=== Section Start ===

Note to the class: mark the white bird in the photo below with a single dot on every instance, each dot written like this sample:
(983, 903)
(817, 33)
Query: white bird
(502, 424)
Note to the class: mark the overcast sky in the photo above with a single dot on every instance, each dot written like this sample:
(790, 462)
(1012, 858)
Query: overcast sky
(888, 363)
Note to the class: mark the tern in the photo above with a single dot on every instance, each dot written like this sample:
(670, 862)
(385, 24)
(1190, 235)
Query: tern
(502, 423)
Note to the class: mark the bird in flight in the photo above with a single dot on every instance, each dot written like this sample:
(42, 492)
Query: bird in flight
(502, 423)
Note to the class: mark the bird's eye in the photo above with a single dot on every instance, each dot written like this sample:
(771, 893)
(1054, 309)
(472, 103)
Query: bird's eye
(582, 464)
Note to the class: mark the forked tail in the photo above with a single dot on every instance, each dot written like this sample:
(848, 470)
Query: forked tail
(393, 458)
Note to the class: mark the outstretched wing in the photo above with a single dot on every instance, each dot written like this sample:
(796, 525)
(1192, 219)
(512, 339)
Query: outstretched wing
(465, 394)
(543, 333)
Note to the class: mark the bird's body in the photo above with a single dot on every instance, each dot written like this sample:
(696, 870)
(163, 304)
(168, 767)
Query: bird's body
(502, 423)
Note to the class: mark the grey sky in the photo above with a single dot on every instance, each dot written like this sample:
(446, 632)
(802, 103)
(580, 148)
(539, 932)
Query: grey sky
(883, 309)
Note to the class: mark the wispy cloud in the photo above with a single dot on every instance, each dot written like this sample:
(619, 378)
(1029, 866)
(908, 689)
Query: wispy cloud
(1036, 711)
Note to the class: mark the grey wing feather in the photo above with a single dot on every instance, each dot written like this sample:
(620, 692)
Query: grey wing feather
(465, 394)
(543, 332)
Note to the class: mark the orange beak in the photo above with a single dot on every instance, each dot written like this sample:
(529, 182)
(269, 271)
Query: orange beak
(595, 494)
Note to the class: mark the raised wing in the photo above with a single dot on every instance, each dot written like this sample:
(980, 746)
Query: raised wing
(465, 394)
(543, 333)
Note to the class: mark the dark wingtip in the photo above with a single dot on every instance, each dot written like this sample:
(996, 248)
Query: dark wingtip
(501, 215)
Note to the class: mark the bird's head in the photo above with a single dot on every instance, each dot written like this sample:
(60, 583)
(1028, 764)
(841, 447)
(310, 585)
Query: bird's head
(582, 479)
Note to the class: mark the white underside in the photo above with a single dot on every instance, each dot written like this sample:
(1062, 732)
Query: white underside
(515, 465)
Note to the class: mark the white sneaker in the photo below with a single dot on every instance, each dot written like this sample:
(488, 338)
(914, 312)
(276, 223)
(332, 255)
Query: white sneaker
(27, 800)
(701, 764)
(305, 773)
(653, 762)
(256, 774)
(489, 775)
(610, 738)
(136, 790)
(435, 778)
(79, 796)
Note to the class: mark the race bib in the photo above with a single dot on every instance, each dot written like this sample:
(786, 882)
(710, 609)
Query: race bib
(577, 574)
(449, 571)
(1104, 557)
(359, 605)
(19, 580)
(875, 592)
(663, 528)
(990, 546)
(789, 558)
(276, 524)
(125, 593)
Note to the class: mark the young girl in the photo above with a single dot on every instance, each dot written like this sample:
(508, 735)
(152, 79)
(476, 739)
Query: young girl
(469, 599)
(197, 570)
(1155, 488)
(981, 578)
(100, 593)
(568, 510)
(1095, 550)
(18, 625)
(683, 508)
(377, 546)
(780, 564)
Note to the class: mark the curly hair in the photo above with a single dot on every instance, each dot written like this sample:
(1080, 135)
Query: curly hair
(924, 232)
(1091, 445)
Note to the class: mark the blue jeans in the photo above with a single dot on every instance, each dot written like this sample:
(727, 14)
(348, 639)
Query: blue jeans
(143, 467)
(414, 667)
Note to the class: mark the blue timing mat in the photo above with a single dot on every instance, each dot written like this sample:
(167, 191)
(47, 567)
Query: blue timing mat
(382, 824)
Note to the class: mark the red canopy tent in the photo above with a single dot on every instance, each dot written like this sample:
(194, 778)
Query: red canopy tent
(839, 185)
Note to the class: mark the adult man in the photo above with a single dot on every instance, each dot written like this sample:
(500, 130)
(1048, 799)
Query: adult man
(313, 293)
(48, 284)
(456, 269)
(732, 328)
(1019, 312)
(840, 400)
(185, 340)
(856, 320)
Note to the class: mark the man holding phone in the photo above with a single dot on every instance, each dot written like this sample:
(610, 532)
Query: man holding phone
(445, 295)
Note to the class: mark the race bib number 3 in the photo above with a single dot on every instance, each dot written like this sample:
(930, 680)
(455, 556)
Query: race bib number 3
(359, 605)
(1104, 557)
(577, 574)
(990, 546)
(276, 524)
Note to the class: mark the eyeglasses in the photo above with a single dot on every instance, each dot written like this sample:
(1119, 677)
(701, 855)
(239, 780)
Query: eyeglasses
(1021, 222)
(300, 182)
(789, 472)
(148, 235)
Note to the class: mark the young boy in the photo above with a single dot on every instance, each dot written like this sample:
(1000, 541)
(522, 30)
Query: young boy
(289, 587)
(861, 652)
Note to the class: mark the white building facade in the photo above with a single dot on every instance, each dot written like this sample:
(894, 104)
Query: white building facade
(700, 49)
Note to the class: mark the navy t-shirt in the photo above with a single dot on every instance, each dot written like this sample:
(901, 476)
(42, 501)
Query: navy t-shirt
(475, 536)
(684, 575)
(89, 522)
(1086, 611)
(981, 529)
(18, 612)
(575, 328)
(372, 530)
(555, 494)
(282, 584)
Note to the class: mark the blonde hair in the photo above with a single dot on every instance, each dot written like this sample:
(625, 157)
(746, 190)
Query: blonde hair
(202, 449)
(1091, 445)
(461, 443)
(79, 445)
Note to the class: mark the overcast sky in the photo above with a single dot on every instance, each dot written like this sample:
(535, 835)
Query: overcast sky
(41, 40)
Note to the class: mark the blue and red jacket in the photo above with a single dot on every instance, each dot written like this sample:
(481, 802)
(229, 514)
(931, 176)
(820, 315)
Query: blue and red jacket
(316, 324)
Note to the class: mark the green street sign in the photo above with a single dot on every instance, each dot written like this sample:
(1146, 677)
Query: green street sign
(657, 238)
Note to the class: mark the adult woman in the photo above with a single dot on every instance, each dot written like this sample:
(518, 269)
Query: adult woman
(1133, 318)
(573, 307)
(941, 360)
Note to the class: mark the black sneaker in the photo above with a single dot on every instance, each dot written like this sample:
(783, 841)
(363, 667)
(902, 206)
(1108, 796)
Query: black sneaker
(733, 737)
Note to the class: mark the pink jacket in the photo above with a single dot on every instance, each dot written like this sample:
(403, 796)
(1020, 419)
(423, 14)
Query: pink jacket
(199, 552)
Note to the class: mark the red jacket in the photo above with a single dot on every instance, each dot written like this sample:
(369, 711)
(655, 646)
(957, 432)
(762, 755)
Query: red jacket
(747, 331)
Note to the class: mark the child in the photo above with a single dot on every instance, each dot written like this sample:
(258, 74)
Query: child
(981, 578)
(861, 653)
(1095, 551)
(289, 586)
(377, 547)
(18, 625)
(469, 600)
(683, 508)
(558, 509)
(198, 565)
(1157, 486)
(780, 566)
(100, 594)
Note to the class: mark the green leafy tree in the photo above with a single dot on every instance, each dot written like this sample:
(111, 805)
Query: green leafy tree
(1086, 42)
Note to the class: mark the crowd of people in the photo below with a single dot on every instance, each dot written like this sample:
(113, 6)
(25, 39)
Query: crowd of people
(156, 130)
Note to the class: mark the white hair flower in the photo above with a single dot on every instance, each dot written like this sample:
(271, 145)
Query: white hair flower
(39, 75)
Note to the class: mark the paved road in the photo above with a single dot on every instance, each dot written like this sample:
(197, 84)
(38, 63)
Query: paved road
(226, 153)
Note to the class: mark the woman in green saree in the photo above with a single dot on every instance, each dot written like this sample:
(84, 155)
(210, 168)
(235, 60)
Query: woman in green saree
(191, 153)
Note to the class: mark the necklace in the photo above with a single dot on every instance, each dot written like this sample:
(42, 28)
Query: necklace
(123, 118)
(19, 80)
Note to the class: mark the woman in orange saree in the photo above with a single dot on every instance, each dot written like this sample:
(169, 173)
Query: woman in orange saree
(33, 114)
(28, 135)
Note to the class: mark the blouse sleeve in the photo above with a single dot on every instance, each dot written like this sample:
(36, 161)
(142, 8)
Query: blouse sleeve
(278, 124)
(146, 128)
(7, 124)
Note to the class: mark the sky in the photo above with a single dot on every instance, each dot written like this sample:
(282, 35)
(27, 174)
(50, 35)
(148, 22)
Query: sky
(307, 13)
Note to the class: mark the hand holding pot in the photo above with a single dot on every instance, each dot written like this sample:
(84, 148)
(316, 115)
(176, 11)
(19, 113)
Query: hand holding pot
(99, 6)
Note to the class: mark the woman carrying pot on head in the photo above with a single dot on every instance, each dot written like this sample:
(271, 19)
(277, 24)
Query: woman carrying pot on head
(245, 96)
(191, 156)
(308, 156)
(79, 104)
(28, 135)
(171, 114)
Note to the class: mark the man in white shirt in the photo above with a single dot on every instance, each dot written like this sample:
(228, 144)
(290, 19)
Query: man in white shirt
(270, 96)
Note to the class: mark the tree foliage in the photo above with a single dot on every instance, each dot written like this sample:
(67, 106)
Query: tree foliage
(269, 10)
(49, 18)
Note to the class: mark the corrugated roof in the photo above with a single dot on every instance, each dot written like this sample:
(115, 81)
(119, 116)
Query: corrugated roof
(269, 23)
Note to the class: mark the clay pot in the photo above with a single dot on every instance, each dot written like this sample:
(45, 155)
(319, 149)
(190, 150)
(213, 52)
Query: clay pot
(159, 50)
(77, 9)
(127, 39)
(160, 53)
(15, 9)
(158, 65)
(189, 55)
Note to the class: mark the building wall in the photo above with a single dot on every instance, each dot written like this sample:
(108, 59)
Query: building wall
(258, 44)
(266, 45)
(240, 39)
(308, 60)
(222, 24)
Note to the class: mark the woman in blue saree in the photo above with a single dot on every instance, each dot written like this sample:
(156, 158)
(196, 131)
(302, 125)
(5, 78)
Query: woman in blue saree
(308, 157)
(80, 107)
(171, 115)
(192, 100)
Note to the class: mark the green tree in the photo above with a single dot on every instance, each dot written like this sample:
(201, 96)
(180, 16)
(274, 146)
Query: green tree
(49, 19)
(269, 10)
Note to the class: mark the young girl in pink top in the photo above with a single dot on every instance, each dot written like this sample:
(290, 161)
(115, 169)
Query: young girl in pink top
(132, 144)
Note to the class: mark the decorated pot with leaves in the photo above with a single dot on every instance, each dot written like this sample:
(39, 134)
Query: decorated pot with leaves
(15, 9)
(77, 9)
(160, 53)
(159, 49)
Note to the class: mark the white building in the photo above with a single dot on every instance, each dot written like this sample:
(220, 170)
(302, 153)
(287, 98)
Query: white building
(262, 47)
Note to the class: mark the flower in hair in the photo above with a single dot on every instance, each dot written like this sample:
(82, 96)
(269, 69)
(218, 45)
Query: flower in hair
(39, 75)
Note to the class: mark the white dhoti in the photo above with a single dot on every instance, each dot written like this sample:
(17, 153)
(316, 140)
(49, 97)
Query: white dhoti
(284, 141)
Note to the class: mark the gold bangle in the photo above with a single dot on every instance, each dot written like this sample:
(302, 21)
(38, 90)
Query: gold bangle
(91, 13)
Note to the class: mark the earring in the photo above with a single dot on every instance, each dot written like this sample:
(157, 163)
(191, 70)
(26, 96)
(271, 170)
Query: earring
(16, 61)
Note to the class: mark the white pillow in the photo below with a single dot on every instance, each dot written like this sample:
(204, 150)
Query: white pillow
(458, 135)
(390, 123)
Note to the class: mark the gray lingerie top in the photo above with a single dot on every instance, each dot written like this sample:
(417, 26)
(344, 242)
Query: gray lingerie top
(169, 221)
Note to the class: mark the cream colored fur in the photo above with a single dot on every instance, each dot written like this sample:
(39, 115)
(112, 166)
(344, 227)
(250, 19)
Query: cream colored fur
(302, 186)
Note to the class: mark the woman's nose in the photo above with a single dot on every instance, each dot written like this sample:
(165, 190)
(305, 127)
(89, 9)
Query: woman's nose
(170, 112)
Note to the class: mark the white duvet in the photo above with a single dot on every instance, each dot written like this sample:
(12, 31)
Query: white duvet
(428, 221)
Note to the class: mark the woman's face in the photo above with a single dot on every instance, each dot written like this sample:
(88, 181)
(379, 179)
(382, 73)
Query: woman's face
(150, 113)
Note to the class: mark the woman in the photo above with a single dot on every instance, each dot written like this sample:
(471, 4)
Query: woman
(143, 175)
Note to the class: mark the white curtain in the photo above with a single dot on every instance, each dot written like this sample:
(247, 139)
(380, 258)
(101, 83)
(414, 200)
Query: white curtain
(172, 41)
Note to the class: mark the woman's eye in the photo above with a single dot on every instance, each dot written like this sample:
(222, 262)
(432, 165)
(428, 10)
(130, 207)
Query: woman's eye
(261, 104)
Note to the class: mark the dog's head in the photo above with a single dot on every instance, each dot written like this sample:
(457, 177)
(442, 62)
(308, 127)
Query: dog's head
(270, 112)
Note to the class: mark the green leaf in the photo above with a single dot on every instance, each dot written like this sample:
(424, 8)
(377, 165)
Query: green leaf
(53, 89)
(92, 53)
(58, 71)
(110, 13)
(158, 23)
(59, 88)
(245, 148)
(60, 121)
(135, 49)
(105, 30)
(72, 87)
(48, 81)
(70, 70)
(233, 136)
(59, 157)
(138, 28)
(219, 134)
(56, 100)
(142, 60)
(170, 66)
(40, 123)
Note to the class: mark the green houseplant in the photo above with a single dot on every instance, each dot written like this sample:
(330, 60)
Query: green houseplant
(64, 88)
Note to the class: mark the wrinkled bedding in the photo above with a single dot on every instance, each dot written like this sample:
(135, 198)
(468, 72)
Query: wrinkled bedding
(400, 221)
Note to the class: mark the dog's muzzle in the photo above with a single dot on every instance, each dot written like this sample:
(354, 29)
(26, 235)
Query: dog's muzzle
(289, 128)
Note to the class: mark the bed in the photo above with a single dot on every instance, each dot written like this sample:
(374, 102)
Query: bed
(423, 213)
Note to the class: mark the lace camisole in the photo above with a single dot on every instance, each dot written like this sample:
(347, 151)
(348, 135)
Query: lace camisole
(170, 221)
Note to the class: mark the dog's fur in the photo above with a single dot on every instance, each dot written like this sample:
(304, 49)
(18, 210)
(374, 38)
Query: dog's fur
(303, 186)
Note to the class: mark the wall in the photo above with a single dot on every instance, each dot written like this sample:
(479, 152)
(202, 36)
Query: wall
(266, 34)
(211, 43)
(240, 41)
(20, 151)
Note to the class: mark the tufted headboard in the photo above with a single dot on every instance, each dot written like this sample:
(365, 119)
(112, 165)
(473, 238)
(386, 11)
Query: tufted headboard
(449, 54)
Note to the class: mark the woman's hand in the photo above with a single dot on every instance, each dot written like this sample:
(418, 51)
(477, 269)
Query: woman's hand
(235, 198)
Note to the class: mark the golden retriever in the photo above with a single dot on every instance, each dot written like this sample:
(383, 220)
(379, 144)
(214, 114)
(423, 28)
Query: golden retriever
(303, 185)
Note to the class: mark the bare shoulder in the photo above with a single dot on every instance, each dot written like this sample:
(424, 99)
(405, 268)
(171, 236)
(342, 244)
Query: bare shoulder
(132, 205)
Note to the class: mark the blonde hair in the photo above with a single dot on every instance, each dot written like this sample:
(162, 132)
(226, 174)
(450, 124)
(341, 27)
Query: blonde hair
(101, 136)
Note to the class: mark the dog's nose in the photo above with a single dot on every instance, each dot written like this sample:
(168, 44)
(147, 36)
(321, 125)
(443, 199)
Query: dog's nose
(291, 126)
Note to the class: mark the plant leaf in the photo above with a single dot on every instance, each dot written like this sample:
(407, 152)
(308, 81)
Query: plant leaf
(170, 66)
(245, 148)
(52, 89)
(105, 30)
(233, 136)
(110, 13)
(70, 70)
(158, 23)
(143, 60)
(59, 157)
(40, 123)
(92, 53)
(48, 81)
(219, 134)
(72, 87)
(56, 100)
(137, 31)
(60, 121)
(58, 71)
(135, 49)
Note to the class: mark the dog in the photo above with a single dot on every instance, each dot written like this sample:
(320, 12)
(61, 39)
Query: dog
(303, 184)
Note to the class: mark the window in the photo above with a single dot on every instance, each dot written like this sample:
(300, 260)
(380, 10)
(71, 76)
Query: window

=== Section End ===

- _ASSIGNED TASK_
Return only those lines of the records that contain the string "window".

- _TASK SOLUTION_
Note to the class: mark the window in the photo above with a single dot on every instance, each dot written like this sample:
Query: window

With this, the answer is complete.